##### DATA EXTRACT

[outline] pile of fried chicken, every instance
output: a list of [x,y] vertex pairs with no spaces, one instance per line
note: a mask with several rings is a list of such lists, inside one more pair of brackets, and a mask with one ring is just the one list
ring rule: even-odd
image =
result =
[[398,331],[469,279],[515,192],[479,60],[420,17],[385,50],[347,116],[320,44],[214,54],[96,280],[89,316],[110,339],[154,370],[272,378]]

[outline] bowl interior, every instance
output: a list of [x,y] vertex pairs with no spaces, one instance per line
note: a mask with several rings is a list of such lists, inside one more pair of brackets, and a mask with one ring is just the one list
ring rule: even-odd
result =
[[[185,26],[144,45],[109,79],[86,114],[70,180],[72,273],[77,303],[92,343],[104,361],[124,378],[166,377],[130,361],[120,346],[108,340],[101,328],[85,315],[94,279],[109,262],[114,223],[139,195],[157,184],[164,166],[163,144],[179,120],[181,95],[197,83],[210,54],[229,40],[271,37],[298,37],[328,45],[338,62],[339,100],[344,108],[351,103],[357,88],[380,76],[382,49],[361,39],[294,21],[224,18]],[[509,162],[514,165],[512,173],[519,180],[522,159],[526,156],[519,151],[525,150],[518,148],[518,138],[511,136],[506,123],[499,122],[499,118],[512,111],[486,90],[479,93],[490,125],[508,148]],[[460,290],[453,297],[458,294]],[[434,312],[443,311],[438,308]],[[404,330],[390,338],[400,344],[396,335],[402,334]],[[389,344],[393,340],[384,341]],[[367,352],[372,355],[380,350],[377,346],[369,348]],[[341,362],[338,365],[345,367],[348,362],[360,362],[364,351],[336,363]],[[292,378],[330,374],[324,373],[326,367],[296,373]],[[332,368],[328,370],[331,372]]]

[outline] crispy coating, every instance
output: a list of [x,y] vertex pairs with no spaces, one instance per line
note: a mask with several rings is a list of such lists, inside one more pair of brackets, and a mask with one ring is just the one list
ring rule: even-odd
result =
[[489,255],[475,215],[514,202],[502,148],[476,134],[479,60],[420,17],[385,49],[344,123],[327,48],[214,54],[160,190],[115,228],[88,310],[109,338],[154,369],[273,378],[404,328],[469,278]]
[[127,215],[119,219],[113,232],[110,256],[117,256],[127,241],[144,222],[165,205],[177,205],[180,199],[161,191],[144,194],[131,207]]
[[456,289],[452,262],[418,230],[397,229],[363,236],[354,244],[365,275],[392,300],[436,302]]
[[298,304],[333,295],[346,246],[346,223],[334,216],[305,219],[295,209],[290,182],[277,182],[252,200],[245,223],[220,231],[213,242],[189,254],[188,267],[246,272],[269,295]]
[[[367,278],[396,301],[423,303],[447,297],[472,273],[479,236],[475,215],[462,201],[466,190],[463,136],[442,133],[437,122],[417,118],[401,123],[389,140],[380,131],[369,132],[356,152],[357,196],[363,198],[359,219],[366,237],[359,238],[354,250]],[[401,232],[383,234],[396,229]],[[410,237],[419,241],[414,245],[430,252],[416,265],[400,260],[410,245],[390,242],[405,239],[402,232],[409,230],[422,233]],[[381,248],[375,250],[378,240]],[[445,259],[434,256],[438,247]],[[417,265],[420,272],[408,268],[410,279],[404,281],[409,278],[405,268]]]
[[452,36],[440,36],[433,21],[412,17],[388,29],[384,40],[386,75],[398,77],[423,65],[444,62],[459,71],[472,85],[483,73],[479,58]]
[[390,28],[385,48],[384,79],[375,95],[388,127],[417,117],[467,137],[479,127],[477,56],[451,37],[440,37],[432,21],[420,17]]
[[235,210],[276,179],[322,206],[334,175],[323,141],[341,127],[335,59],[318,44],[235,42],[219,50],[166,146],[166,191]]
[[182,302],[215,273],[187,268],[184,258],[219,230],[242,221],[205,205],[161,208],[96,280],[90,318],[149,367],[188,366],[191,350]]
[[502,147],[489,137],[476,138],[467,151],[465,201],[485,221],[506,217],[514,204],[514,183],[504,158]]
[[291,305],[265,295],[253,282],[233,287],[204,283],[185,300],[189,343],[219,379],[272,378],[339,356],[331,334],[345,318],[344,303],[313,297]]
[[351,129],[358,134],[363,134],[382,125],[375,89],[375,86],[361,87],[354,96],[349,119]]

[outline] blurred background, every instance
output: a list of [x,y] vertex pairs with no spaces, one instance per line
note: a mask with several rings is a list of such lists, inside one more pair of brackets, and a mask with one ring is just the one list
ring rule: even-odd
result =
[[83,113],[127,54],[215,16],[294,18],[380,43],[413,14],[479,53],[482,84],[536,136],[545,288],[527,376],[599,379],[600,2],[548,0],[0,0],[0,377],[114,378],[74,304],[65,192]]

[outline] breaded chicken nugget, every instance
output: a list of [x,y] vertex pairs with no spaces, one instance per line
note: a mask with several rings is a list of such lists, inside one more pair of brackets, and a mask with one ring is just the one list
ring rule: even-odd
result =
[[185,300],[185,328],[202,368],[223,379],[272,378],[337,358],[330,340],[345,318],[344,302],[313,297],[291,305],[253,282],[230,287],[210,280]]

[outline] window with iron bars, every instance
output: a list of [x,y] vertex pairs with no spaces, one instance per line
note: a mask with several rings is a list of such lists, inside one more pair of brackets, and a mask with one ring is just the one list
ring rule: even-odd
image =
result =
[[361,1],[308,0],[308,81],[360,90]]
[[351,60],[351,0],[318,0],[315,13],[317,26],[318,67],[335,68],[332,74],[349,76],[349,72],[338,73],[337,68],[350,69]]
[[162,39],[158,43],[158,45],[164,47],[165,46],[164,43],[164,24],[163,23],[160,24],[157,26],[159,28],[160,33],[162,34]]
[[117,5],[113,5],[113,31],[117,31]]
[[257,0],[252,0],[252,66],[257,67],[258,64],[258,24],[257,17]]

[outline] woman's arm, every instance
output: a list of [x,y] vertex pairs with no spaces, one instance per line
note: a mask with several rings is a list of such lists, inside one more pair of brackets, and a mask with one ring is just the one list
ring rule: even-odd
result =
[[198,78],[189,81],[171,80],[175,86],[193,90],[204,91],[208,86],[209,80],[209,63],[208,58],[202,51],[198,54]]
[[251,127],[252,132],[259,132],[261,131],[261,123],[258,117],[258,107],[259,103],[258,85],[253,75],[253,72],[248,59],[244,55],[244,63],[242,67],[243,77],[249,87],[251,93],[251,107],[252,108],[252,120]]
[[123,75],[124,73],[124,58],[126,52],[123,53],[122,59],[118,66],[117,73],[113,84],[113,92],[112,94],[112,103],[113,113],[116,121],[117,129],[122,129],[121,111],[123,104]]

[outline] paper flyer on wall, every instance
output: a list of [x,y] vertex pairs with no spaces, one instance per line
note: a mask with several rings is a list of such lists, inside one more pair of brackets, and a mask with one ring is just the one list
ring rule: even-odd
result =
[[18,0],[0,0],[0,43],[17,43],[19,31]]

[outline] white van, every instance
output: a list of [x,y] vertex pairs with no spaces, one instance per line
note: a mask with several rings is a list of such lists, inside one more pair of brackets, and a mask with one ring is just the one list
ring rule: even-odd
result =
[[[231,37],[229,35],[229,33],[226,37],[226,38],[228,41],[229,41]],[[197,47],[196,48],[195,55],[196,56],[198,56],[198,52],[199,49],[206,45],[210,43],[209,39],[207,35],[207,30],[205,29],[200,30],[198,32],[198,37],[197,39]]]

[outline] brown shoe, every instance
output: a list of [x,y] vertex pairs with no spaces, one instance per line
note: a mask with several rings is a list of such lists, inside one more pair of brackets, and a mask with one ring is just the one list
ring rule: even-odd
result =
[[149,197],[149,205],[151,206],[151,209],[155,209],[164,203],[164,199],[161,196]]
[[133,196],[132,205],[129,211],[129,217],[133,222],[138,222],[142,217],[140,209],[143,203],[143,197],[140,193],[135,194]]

##########

### TO BE DONE
Throughout the material above, replace "vertex pairs" with "coordinate pairs" and reproduce every line with nothing else altered.

### SOLUTION TO THIS EXERCISE
[outline] pile of fried chicken, every instance
output: a list of [x,y] coordinate pairs with no spaces, one instance per line
note: a mask with several rings is a list of such lists, inside one more pair of brackets, and a mask with one ring is just the one list
ring rule: even-odd
image =
result =
[[398,331],[469,279],[515,192],[479,60],[420,17],[385,50],[347,116],[320,44],[214,54],[96,280],[89,316],[110,339],[154,370],[272,378]]

[outline] bowl interior, every instance
output: a list of [x,y] coordinate pairs with no spaces, one instance per line
note: a mask with several rings is a list of such lists, inside one more pair of brackets, and a mask with one ring is just the one list
ring rule: even-odd
result =
[[[185,26],[144,45],[109,79],[86,114],[70,180],[72,273],[77,303],[92,343],[104,361],[124,378],[166,377],[130,361],[120,346],[108,340],[101,328],[85,315],[94,279],[109,262],[114,223],[139,195],[157,184],[164,166],[163,144],[179,120],[181,95],[197,83],[210,54],[229,40],[271,37],[298,37],[328,45],[338,62],[339,100],[344,108],[351,103],[357,88],[380,76],[382,49],[361,39],[294,21],[224,18]],[[509,162],[514,165],[512,173],[519,180],[522,159],[526,156],[519,151],[525,150],[518,148],[518,138],[511,136],[506,123],[499,122],[499,118],[512,111],[486,90],[479,93],[490,125],[508,148]],[[460,290],[453,297],[458,294]],[[434,312],[443,311],[438,308]],[[404,330],[390,338],[400,344],[396,335],[402,334]],[[389,344],[393,340],[384,341]],[[367,352],[372,355],[380,350],[377,346],[369,348]],[[341,362],[338,365],[345,367],[348,362],[360,362],[364,351],[336,363]],[[292,378],[330,374],[324,373],[326,367],[296,373]],[[332,368],[328,370],[331,372]]]

[outline] crispy coating, every instance
output: a list of [x,y] coordinate pairs with no spaces, one instance per line
note: a mask with several rings is a list of such lists, inside one more pair of brackets, and a mask with one ring is just the one list
ring rule: even-odd
result =
[[489,255],[475,215],[514,202],[502,148],[476,134],[479,60],[420,17],[385,49],[344,123],[327,48],[214,54],[160,190],[115,228],[88,310],[109,338],[154,369],[273,378],[404,328],[469,278]]
[[127,215],[119,219],[113,232],[110,256],[117,256],[127,241],[144,222],[165,205],[177,205],[180,199],[161,191],[144,194],[131,207]]
[[456,289],[452,262],[418,230],[397,229],[363,236],[354,244],[365,275],[392,300],[436,302]]
[[298,304],[333,295],[346,246],[346,223],[334,216],[305,219],[295,209],[290,182],[277,182],[252,200],[245,223],[220,231],[213,242],[189,254],[188,267],[246,272],[269,295]]
[[[367,278],[396,301],[423,303],[447,297],[472,273],[479,236],[475,215],[462,201],[466,190],[463,136],[442,133],[437,122],[417,118],[401,123],[389,140],[380,131],[369,132],[356,152],[357,196],[363,198],[359,219],[366,237],[359,238],[354,250]],[[401,232],[383,234],[396,229]],[[410,237],[419,241],[414,245],[430,252],[416,265],[400,260],[410,245],[390,242],[405,239],[402,232],[409,230],[422,233]],[[381,248],[375,250],[378,240]],[[445,259],[434,256],[438,247]],[[417,265],[420,272],[408,268],[410,279],[404,281],[409,278],[405,268]]]
[[452,36],[440,36],[433,21],[412,17],[388,29],[384,40],[386,75],[398,77],[423,65],[444,62],[459,71],[472,85],[483,73],[479,58]]
[[390,28],[385,48],[384,79],[375,95],[388,127],[417,117],[467,137],[479,127],[477,56],[451,37],[440,37],[432,21],[420,17]]
[[235,210],[276,179],[322,206],[334,175],[323,141],[341,127],[335,59],[318,44],[235,42],[219,50],[166,146],[166,191]]
[[182,302],[215,273],[187,268],[184,258],[219,230],[242,221],[205,205],[161,208],[96,280],[90,318],[149,367],[188,366],[191,350]]
[[502,147],[489,137],[476,138],[467,151],[465,201],[485,221],[506,217],[514,204],[514,183],[504,158]]
[[291,305],[265,295],[253,282],[233,287],[204,283],[185,300],[189,343],[219,379],[272,378],[339,356],[331,334],[345,318],[344,303],[313,297]]
[[351,129],[358,134],[363,134],[382,125],[375,89],[375,86],[361,87],[354,96],[349,119]]

[outline] blurred background, every instance
output: a list of [x,y] coordinate pairs with no spaces, one instance per line
note: a mask with several rings is a list of such lists, inside one more pair of brackets, and a mask with one ring is just the one list
ring rule: even-odd
result =
[[83,113],[127,54],[215,16],[294,18],[380,43],[413,14],[479,53],[482,84],[536,136],[545,288],[527,376],[599,379],[600,2],[548,0],[0,0],[0,377],[114,378],[74,304],[65,192]]

[outline] breaded chicken nugget, every instance
output: a list of [x,y] coordinate pairs with no spaces, one instance per line
note: a mask with several rings is a list of such lists, inside one more pair of brackets, and a mask with one ring is just the one list
ring rule: even-odd
result =
[[185,300],[185,328],[202,368],[223,379],[272,378],[337,358],[330,340],[345,318],[344,302],[313,297],[291,305],[253,282],[230,287],[210,280]]

[outline] window with iron bars, every instance
output: a list of [x,y] coordinate pairs with no spaces, one instance per line
note: a mask with several rings is a list of such lists, inside one more pair of brackets, and a mask with one ring is just the one list
ring rule: even-odd
image =
result =
[[361,1],[308,0],[308,81],[360,90]]
[[351,60],[351,0],[318,0],[315,13],[317,26],[318,67],[335,68],[332,74],[349,76],[349,72],[338,73],[337,68],[350,69]]
[[162,39],[158,43],[158,45],[164,47],[165,46],[164,43],[164,24],[163,23],[160,24],[157,26],[159,28],[160,33],[162,34]]
[[117,5],[113,5],[113,31],[117,31]]
[[257,0],[252,0],[252,66],[257,67],[258,64],[258,24],[257,17]]

[outline] woman's arm, every instance
output: a list of [x,y] coordinate pairs with no spaces, one instance per line
note: a mask with several rings is a list of such lists, inside one more pair of brackets, and a mask with one ring is just the one list
ring rule: even-odd
result =
[[198,78],[189,81],[171,80],[175,86],[193,90],[204,91],[208,86],[209,80],[209,63],[208,58],[202,51],[198,54]]
[[251,127],[252,132],[259,132],[261,131],[261,123],[258,117],[258,107],[259,103],[258,85],[253,75],[253,72],[248,59],[244,55],[244,63],[242,67],[243,77],[249,87],[251,93],[251,107],[252,108],[252,120]]
[[123,75],[124,73],[124,58],[126,52],[123,53],[122,59],[118,66],[117,73],[113,84],[113,92],[112,94],[112,103],[113,113],[116,121],[117,129],[122,129],[121,111],[123,104]]

[outline] paper flyer on wall, every instance
output: a list of [x,y] coordinate pairs with no spaces, one instance per line
note: a mask with several rings is a list of such lists, inside one more pair of brackets, and a mask with one ring is just the one list
ring rule: even-odd
result =
[[18,0],[0,0],[0,43],[17,43],[19,31]]

[outline] white van, every instance
output: a list of [x,y] coordinate pairs with no spaces, one instance per line
note: a mask with several rings is a list of such lists, inside one more pair of brackets, and a mask with one ring is just the one list
ring rule: even-odd
result =
[[[231,37],[229,35],[229,33],[226,37],[226,38],[228,41],[229,41]],[[197,47],[196,48],[195,55],[196,56],[198,56],[198,52],[199,49],[206,45],[210,43],[209,39],[207,35],[207,30],[205,29],[200,30],[198,32],[198,37],[197,39]]]

[outline] brown shoe, every instance
output: a list of [x,y] coordinate pairs with no spaces, one instance per line
note: a mask with several rings is a list of such lists, inside one more pair of brackets, and a mask with one ring is just the one list
ring rule: even-odd
result =
[[149,197],[149,205],[151,206],[151,209],[155,209],[164,203],[164,199],[161,196]]
[[133,196],[132,205],[129,211],[129,217],[133,222],[138,222],[142,217],[140,209],[143,203],[143,197],[140,193],[135,194]]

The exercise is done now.